## Exercise objective:
Quote exactly and only this range of lines in the data below: the line that holds "Target: muddy ground" to the line that holds "Where can the large black", both included.

[Natural-language object grounding data]
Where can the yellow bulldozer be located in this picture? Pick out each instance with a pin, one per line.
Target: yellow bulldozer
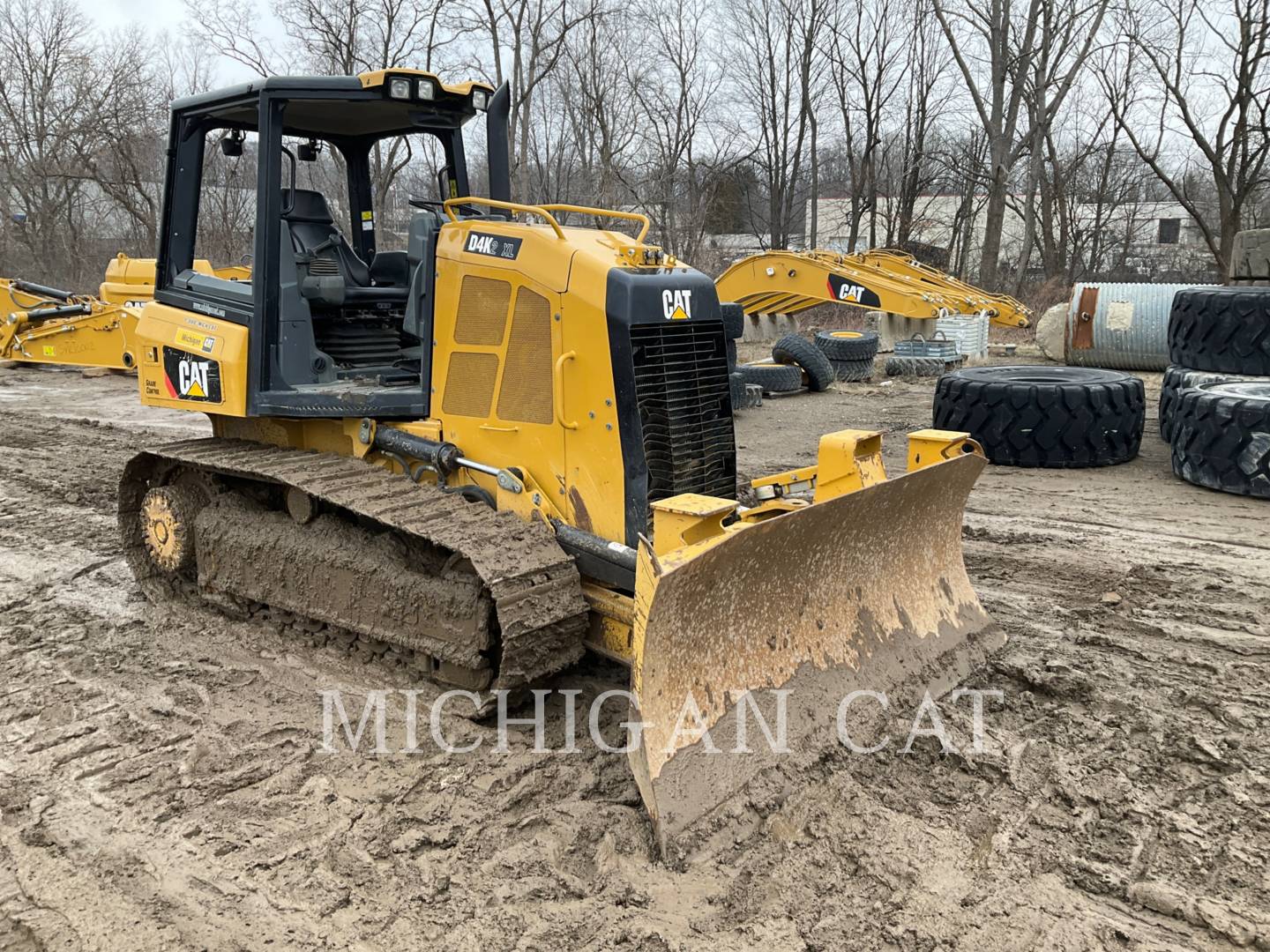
(40, 324)
(512, 441)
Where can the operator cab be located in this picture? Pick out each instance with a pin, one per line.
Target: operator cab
(335, 184)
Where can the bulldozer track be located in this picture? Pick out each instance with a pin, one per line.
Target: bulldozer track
(531, 582)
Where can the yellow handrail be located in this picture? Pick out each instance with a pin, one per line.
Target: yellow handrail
(605, 213)
(505, 206)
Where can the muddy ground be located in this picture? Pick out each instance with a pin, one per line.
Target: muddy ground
(161, 784)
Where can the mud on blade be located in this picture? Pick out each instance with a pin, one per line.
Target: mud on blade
(866, 591)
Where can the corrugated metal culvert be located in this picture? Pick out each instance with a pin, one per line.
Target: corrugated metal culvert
(1120, 326)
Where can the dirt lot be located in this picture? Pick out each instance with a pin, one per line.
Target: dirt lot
(161, 784)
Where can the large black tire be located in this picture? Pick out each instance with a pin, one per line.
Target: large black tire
(848, 344)
(852, 371)
(1050, 417)
(773, 377)
(915, 366)
(1222, 437)
(799, 351)
(1226, 331)
(733, 320)
(1179, 378)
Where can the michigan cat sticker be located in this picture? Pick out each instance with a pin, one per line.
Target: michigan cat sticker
(842, 290)
(190, 377)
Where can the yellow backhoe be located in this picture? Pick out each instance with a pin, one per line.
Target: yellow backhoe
(511, 441)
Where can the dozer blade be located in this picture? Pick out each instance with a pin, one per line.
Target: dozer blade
(865, 591)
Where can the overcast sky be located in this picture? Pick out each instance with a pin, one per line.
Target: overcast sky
(169, 17)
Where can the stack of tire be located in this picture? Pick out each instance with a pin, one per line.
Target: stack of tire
(1214, 401)
(796, 363)
(851, 353)
(1045, 417)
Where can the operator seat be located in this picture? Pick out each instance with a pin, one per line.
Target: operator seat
(331, 270)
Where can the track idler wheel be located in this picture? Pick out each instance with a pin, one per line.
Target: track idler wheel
(168, 525)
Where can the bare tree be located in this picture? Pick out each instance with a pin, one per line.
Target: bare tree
(866, 60)
(778, 70)
(684, 164)
(1004, 51)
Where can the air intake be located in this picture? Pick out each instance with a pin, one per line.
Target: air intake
(684, 407)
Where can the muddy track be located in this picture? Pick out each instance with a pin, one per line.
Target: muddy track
(533, 584)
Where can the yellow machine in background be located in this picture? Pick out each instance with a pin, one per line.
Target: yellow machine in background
(788, 282)
(511, 441)
(45, 325)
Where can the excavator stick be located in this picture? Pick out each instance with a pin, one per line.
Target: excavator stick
(788, 282)
(865, 591)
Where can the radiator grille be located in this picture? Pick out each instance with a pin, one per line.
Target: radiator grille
(470, 383)
(482, 311)
(526, 392)
(684, 405)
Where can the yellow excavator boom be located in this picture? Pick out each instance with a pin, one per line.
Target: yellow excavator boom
(788, 282)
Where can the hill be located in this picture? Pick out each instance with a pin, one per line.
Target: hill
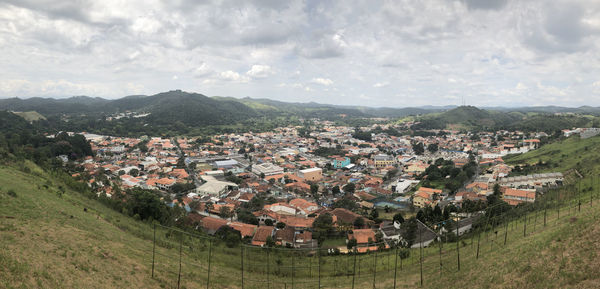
(54, 237)
(474, 119)
(468, 118)
(30, 116)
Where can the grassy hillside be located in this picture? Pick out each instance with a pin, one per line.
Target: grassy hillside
(50, 239)
(562, 156)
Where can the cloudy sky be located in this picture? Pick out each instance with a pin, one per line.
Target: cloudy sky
(376, 53)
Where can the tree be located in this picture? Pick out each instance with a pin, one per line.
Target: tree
(270, 242)
(418, 148)
(322, 227)
(246, 216)
(497, 189)
(359, 223)
(209, 206)
(335, 190)
(314, 189)
(351, 244)
(350, 188)
(374, 214)
(225, 212)
(432, 148)
(411, 231)
(398, 218)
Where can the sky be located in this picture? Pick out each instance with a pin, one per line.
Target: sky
(374, 53)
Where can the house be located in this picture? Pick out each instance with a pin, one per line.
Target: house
(514, 197)
(268, 169)
(391, 231)
(364, 237)
(383, 160)
(340, 162)
(312, 174)
(422, 237)
(225, 164)
(215, 187)
(425, 197)
(303, 206)
(285, 237)
(246, 230)
(210, 224)
(261, 235)
(164, 183)
(345, 217)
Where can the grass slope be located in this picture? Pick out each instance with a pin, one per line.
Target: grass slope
(47, 240)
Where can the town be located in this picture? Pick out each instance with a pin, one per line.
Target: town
(321, 184)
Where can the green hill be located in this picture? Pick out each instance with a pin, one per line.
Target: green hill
(30, 115)
(54, 237)
(473, 118)
(468, 118)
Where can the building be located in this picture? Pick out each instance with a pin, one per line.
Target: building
(215, 187)
(425, 197)
(225, 164)
(340, 162)
(514, 197)
(268, 169)
(262, 234)
(383, 160)
(532, 181)
(312, 174)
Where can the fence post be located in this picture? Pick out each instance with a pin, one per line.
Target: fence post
(153, 249)
(242, 263)
(319, 251)
(457, 247)
(421, 253)
(525, 225)
(374, 268)
(505, 232)
(209, 263)
(180, 246)
(354, 270)
(440, 257)
(395, 267)
(478, 240)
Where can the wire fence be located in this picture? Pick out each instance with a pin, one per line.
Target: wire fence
(188, 260)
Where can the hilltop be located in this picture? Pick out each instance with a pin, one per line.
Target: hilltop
(179, 112)
(53, 236)
(473, 118)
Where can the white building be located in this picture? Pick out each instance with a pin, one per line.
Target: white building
(268, 169)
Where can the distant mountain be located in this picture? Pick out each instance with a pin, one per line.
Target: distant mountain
(472, 118)
(188, 112)
(467, 117)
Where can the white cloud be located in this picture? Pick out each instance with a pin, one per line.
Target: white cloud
(322, 81)
(232, 76)
(202, 70)
(260, 71)
(491, 52)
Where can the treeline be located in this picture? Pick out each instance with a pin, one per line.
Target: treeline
(444, 174)
(21, 140)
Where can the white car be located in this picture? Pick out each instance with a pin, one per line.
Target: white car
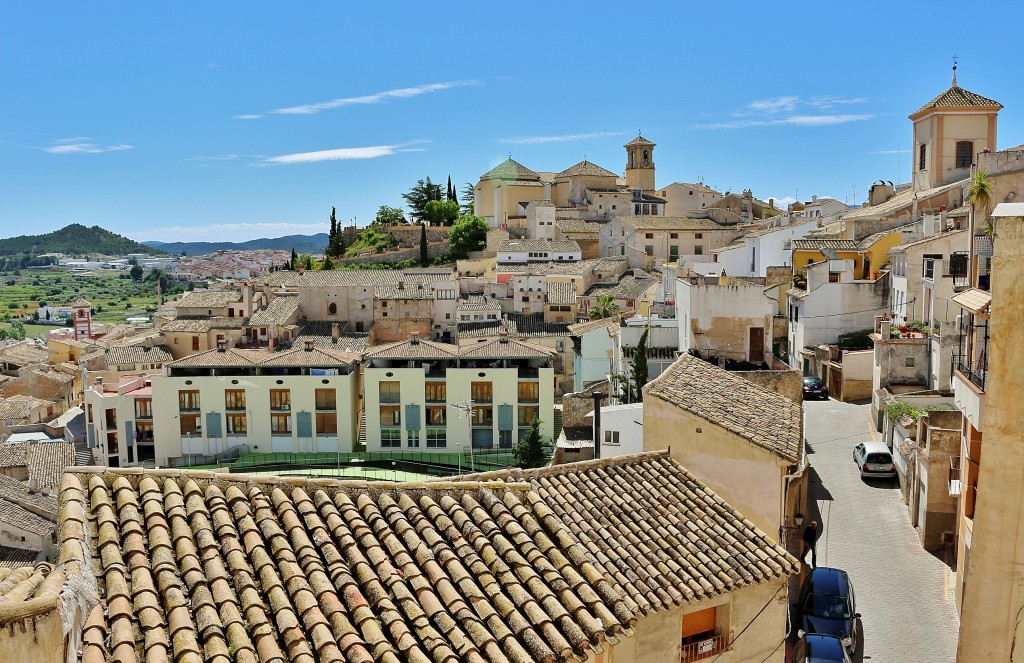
(873, 459)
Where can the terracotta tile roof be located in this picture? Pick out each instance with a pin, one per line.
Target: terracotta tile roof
(580, 329)
(208, 298)
(549, 246)
(281, 309)
(421, 348)
(672, 223)
(758, 415)
(817, 245)
(585, 169)
(561, 293)
(11, 558)
(517, 325)
(19, 584)
(956, 97)
(200, 567)
(510, 169)
(121, 355)
(663, 536)
(316, 358)
(504, 348)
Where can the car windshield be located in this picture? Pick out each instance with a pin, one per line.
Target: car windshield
(826, 607)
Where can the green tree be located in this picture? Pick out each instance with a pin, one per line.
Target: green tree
(529, 452)
(441, 212)
(418, 197)
(605, 307)
(979, 194)
(468, 196)
(468, 234)
(387, 215)
(638, 366)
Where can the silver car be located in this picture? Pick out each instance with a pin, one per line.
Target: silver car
(873, 459)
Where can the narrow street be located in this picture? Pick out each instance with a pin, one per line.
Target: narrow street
(904, 593)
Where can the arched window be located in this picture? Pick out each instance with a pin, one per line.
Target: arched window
(965, 152)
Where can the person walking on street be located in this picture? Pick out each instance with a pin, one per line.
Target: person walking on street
(810, 542)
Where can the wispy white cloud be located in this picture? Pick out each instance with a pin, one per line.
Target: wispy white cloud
(82, 144)
(231, 232)
(566, 137)
(343, 154)
(793, 111)
(376, 97)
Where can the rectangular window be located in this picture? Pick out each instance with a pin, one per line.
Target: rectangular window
(143, 408)
(235, 399)
(237, 424)
(436, 416)
(436, 438)
(281, 400)
(529, 391)
(390, 438)
(527, 414)
(480, 391)
(326, 400)
(390, 415)
(327, 423)
(281, 424)
(390, 391)
(188, 400)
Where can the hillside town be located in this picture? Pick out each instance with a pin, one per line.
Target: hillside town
(593, 439)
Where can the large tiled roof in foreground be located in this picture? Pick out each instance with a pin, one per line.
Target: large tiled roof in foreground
(663, 536)
(761, 416)
(205, 567)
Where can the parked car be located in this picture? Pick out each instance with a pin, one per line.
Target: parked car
(817, 648)
(815, 388)
(827, 606)
(873, 459)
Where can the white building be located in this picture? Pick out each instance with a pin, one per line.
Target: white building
(422, 396)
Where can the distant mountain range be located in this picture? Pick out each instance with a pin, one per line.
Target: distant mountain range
(301, 243)
(74, 240)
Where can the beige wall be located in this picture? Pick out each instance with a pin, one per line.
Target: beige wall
(748, 478)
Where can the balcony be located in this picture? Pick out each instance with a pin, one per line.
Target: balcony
(704, 649)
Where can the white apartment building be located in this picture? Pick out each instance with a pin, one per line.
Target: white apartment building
(415, 391)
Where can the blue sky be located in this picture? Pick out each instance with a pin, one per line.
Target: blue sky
(232, 121)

## Completed task:
Target: muddy ground
(161, 784)
Where can the mud on blade be located in this picture? Pick out each instance with a pin, one per line.
Target: mud on blade
(866, 591)
Where can the corrugated metal culvert be located in this picture? Pick out each instance with a pin, one per line.
Target: corrugated metal culvert
(1120, 326)
Where can the dirt lot be located in this picture? Pick out each instance with a pin, one per line.
Target: dirt lot
(161, 784)
Where can the large black tire be located in this picture? Pick out each instance with a pin, one per line.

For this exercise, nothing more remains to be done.